Opinião

Haiti, enésima crise política

A reaproximação entre o Brasil e os Estados Unidos da América com a eleição do presidente Luiz Inácio Lula da Silva vai proporcionar a retomada de discussões sobre diversos temas que estavam adormecidos na última quadra.

Comenta-se o interesse americano em uma outra participação do Brasil como força de estabilização no Haiti, proposta que veio a público diante do encontro entre os dois presidentes, previsto para este mês.

Em um círculo de desafios que nunca se encerra, o país de Toussaint Louverture está mergulhado em sua enésima crise política e de segurança a afetar seu povo e  vizinhos da América.

Estivemos por treze anos liderando o componente militar da MINUSTAH no Haiti, missão da ONU iniciada em 2004 e encerrada em 2017, o que nos qualificaria para a eventual cooperação sob a égide das Nações Unidas.

Ocorre que os freios e contrapesos da geopolítica mundial adquiriu novos contornos e o Brasil vai precisar equilibrar-se entre as lideranças dos Estados Unidos no Ocidente e da China no Oriente, hoje, os dois maiores pólos de poder militar e econômico do mundo.

A guerra da Ucrânia, a expansão da OTAN em direção ao leste, a disputa pelos mares no Sudeste da Ásia, a crise energética, a gestão do meio ambiente, a questão da soberania de Taiwan são variáveis que se apresentam a dificultar as relações internacionais.

☆ ☆ ☆ ☆ ☆ ☆ ☆

Tarefas do exercício:
(1) De acordo com o texto sobre o Haiti, em que anos a MINUSTAH foi iniciada e encerrada?
(2) Por favor, retome o texto sobre o Haiti e dê continuidade a ele a partir da última frase apresentada.
Os dados a seguir provêm de outra fonte.

Dados fornecidos:

☆ ☆ ☆ ☆ ☆ ☆ ☆

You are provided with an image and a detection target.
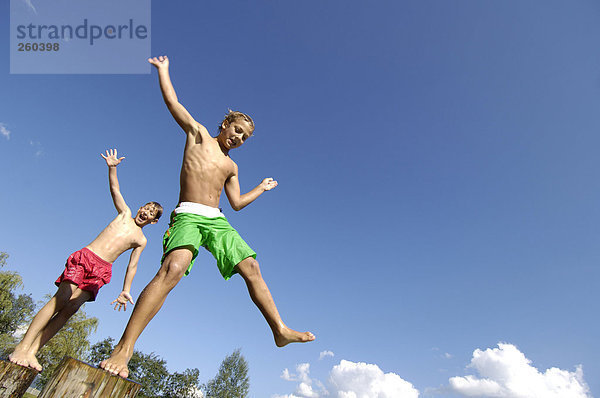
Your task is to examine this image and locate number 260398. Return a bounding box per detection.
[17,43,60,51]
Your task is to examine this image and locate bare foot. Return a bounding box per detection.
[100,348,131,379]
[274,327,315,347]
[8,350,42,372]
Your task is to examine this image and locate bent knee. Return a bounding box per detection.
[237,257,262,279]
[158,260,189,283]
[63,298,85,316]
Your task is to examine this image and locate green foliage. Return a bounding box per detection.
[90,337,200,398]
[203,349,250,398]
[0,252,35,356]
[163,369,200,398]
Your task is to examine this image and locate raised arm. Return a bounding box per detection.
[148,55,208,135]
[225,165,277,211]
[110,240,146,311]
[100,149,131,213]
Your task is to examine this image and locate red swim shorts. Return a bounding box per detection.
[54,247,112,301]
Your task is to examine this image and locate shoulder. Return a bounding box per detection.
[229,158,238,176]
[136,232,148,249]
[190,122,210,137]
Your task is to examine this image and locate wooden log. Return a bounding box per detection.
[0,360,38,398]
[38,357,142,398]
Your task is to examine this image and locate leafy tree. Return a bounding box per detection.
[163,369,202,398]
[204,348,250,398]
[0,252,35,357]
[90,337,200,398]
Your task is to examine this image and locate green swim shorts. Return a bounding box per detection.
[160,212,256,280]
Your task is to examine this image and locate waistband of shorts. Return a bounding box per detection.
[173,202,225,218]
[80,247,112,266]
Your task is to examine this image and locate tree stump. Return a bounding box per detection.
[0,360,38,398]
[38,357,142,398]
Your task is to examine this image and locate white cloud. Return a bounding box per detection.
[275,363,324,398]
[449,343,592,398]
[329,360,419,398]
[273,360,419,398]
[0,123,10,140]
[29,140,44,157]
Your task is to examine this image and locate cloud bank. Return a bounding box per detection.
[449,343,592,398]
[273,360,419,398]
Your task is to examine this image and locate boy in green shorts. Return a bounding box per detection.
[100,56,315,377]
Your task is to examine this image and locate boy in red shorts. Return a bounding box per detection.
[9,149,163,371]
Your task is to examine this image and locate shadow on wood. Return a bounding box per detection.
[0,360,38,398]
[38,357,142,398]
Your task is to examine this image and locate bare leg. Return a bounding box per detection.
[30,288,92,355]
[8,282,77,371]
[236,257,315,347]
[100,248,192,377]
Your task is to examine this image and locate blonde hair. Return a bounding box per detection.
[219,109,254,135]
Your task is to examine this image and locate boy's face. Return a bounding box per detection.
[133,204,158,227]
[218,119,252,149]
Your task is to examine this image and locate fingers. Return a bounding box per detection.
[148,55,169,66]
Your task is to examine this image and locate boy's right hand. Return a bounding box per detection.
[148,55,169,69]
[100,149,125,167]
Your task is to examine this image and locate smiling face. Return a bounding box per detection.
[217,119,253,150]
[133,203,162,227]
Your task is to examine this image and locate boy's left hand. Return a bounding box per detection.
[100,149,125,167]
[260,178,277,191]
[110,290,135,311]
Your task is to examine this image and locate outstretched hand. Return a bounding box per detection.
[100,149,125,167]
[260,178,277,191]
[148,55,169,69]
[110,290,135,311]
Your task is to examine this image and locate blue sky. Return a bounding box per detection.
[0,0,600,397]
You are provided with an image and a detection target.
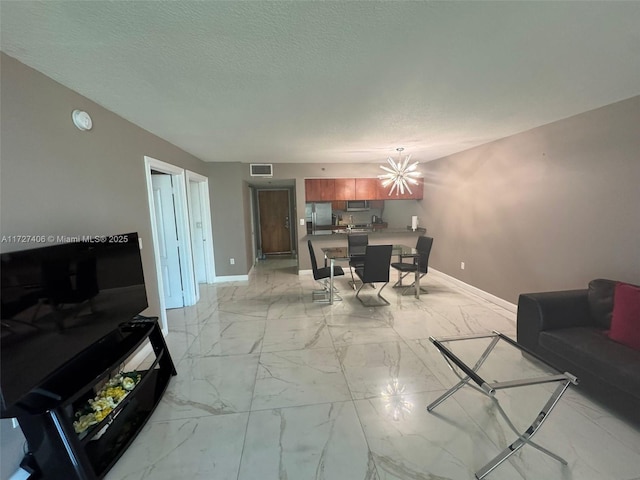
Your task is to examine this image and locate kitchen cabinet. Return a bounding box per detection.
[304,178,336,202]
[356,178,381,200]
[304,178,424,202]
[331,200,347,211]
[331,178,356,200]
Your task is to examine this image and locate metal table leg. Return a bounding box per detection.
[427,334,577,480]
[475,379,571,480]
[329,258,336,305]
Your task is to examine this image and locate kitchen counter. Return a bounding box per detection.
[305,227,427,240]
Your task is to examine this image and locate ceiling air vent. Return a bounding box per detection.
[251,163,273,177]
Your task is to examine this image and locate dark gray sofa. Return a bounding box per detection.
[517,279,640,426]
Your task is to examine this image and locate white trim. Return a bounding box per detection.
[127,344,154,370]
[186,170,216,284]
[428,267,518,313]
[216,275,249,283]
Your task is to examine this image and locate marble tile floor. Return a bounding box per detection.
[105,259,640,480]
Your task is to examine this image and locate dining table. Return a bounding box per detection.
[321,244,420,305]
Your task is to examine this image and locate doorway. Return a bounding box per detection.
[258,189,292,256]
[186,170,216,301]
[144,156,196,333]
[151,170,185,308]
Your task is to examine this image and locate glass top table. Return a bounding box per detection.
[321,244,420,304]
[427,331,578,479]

☆ ☆ ☆ ☆ ☆ ☆ ☆

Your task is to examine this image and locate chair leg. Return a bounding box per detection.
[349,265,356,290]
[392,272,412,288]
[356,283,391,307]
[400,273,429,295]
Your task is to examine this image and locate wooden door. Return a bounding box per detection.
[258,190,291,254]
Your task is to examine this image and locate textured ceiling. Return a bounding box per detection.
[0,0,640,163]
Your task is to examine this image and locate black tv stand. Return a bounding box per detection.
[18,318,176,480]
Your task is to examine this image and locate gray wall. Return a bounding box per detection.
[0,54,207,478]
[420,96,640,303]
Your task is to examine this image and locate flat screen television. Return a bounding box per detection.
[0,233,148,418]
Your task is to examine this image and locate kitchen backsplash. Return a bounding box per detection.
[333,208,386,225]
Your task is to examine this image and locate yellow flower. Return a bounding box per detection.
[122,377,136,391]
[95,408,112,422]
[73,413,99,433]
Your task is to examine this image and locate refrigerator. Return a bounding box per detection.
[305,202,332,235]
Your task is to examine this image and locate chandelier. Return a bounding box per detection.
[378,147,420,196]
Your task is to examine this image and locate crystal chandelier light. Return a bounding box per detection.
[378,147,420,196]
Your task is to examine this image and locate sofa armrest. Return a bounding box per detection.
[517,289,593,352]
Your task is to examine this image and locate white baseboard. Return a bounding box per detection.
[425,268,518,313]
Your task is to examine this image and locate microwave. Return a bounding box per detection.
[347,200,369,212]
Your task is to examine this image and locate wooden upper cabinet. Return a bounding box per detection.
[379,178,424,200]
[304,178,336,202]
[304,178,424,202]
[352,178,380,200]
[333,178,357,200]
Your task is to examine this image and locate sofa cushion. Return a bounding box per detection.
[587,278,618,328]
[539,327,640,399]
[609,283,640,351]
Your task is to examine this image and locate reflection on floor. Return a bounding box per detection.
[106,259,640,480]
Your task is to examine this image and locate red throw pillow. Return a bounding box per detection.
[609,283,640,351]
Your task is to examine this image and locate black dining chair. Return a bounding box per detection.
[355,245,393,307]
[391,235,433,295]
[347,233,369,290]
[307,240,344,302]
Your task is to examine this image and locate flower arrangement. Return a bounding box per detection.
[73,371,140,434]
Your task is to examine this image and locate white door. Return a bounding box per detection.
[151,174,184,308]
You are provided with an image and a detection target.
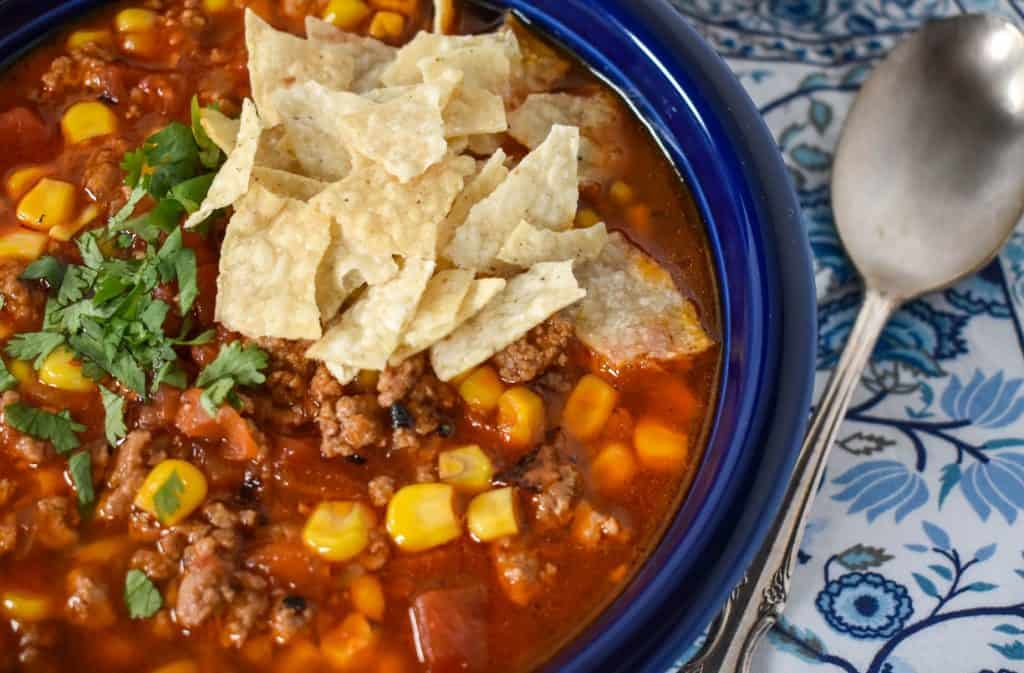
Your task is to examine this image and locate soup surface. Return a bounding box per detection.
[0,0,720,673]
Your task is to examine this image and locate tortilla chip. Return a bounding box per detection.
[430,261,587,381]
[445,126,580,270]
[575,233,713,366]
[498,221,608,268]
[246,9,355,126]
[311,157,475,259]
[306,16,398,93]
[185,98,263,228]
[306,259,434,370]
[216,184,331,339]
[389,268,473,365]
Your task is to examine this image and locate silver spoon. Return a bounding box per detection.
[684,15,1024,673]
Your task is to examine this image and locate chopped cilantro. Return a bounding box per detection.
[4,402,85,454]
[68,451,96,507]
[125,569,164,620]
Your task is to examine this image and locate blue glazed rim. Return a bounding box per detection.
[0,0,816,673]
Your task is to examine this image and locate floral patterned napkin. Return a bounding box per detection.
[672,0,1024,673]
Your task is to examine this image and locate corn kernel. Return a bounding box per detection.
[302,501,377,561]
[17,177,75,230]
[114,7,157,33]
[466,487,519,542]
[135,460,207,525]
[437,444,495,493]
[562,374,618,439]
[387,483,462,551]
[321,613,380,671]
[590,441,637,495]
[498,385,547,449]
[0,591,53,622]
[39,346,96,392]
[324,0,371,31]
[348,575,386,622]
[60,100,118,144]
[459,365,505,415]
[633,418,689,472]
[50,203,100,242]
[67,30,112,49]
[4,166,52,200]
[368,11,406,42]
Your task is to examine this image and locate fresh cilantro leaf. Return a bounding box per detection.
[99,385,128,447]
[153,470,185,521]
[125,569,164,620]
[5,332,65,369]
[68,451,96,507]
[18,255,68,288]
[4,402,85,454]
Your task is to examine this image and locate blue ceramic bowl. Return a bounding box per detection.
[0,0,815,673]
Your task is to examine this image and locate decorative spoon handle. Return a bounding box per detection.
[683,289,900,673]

☆ ☆ ☆ ☆ ☆ ☆ ☆

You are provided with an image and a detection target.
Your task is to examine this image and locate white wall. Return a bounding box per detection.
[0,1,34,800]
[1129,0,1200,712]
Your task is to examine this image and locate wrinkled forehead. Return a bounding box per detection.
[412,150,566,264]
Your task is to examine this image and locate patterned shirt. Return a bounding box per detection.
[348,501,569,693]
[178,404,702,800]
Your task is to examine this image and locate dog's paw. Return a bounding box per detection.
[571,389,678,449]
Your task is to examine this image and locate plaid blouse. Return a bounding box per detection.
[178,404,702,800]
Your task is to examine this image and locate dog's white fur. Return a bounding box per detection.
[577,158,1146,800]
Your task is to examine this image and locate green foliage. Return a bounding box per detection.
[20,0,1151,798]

☆ ☆ ☆ ☆ ☆ ☆ ☆

Respostas:
(1) A missão foi iniciada em 2004 e encerrada em 2017.

(2)
Ao mesmo tempo, o emprego de forças com características militares e policiais para imposição da “paz” (peace enforcement) mostra-se incompatível com a senda de legalidade que perseguimos (aliás é artigo de nossa constituição), podendo trazer reflexos para a segurança interna.

Pela experiência adquirida como comandante do Batalhão Brasileiro de força de paz no Haiti e da Operação Arcanjo na cidade do Rio de Janeiro acredito que o jogo da guerra traz mais aspectos negativos que positivos para aceitar a missão. 

Claro que a disciplina intelectual prevalecerá sempre como costuma ser nas discussões entre militares e quando o nível político decidir, ele contará com a força total das Forças para levá-la a bom termo.

Operações como essa exigem uma preparação muito específica dos militares, com características dos órgãos de segurança pública, que não estão normatizadas nos processos de treinamento de forças regulares.

Aliás, na estrutura das missões da ONU o componente militar não fica na mesma linha de subordinação do componente policial, demonstrando que na percepção daquele órgão são missões distintas.

Talvez por isso, segundo consta de algumas apurações jornalísticas, o Ministério da Defesa e as Forças coirmãs, em outras ocasiões, assessoraram pela rejeição  a esses convites formulados pela ONU e alertaram o governo brasileiro para as dificuldades legais e operacionais.

Outro aspecto a ser pontuado é a dificuldade de manutenção do equilíbrio social após a saída dessas forças do ambiente pacificado.

Ficamos anos no Haiti, anos nos complexos do Alemão e da Penha, operamos depois na comunidade da Maré e constatou-se que logo após o final da operação as áreas voltavam ao estado de anomia em que se encontravam quando do início das atividades.

Se não houver um conjunto de ações multidisciplinares e genuína vontade das autoridades e sociedade em geral de enfrentar os desafios e suplantar o poder paralelo do crime organizado e das milícias, o resultado certamente será negativo.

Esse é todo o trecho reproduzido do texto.